# Source

Height Restrictions and the Correct Approach

Last month I was invited to provide a presentation to the IHE Traffic Signs Panel once more, and this year I focused on a problem that causes numerous difficulties for both managers of highway networks and the railway system alike.

There are an estimated 1,800 bridge strikes a year on the network which on average is a staggering five a day; and the cost of each one is at least £13,000 provided that the structures in question don’t require massive attention for repairs. Considering a correct system of signs can cost as little as £1,000 the return on investment is high so there truly is no excuse for the poor signing examples that litter the network nationally.

That said, welcome to the tedious world of height restriction signing. First off, let’s run through the basics:

What is a low bridge/structure?

A quick glance at Traffic Signs Manual Ch. 4 – 7.3.2 & 7.3.3 describes one as any bridge or structure over the carriageway where the headroom is less than 16 feet, 6 inches or 5.03 metres.

There is no requirement to sign structures that exceed this minimum height but some abnormal load routes do so anyway as a navigational aid. It is possible to see signs with heights over 17 feet indicated as a result.

Who is responsible for height restriction signs?

The Highway Authority is responsible for provision of signing as per Section 122 of the Road Traffic Regulation Act 1984. However, the bridge or structure owner must make allowances for this (e.g. power supply for illumination where needed) and ensure that maintenance is unimpeded.

The Highway Authority has several ways to tackle height restrictions, from advisory warning signs to mandatory restrictions backed up by Section 36 of the Road Traffic Act. Originally in 1964 (let’s ignore the pre-Worboys era for now), the only option was to use warning signs – it surprisingly took until 1975 before Traffic Regulation Orders could be applied without Secretary of State approval for low bridges. In 1994, the requirement for TROs was dropped and a rapid conversion policy from warning to regulatory signs was recommended so that the police could take advantage of the new Section 36 powers.

# Listed entries

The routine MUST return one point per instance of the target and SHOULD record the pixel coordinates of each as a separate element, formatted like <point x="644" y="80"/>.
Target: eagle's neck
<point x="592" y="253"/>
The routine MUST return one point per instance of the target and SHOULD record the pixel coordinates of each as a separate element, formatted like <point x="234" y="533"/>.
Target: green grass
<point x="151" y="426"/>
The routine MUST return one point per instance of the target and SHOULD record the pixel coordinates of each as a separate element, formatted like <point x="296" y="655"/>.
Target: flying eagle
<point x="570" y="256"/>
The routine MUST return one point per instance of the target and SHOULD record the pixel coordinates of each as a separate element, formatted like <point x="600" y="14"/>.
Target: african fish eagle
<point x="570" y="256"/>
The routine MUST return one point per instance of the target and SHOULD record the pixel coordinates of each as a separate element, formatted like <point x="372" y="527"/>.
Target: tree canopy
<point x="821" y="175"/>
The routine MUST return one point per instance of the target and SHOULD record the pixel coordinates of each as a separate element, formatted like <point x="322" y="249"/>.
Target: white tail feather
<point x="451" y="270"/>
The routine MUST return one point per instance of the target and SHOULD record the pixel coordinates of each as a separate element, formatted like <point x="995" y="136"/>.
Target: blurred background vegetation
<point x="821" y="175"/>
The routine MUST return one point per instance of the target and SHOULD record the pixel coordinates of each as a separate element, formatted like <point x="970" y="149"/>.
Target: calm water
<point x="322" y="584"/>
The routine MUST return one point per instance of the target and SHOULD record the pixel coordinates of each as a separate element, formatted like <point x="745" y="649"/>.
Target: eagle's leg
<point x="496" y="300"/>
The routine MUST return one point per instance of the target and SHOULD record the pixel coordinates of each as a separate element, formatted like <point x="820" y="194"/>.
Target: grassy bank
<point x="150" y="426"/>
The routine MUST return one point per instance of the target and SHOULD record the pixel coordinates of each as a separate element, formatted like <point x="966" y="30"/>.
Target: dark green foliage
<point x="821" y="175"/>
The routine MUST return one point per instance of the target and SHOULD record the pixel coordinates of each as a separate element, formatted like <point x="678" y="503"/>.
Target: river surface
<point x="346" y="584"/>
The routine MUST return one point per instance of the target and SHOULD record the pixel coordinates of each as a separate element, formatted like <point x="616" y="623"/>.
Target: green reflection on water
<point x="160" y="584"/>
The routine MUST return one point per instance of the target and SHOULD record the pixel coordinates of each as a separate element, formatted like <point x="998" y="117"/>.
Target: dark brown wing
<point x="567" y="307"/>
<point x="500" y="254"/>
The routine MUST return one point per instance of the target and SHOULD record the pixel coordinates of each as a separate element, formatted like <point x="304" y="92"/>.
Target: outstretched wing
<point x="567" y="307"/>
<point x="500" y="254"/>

# Tasks for this exercise
[a] From the height restrictions article, return everything from "A quick glance" down to "height restriction signs?", copied word for word.
[b] Pick up the article on height restriction signing where it stops and write the next part.

# Expected answers
[a]
A quick glance at Traffic Signs Manual Ch. 4 – 7.3.2 & 7.3.3 describes one as any bridge or structure over the carriageway where the headroom is less than 16 feet, 6 inches or 5.03 metres.

There is no requirement to sign structures that exceed this minimum height but some abnormal load routes do so anyway as a navigational aid. It is possible to see signs with heights over 17 feet indicated as a result.

Who is responsible for height restriction signs?

[b]
1964 and 1975 extracts from TSRGD – note that it was not until 1981 that a separate metric units roundel was permitted, albeit with site specific approval.

How should these restrictions be signed?

I won’t repeat the guidance in Chapters 3 and 4, but I will direct you to the relevant page on the DfT website; it’s very useful (even for a lay person who may be querying poor signage!):

Department for Transport – Traffic Signs Manual

That said, the obvious answer is as clearly as possible, but this seems to cause some difficulties for less capable sign designers. A simple checklist is provided below that I will expand on in more detail further along;

  1. Determine which type of structure to deal with – is it a beam bridge, arch bridge, overhanging building, or low trees? There are different rules for each kind of obstruction in terms of signing – prevention of strikes.
  2. Ensure all signs are present, correct, and well maintained – mitigation against strikes.
  3. Assess the structure and ensure visibility is simple. Place regulatory signs at the last suitable ‘escape’ point so a high vehicle can turn off the road – prevention of and mitigation against strikes.
  4. Assess the route which has the restriction and determine the suitability alternative routes for high vehicles – prevention of strikes.

Arch bridges are a unique case as the height restriction varies dependent on where the vehicle is – but simply put you need to use the specific sign for arch bridges on approaches and standard triangles on the structure itself. Regulatory signs are not permitted. Any other structure, with the exception of trees, should use regulatory signs.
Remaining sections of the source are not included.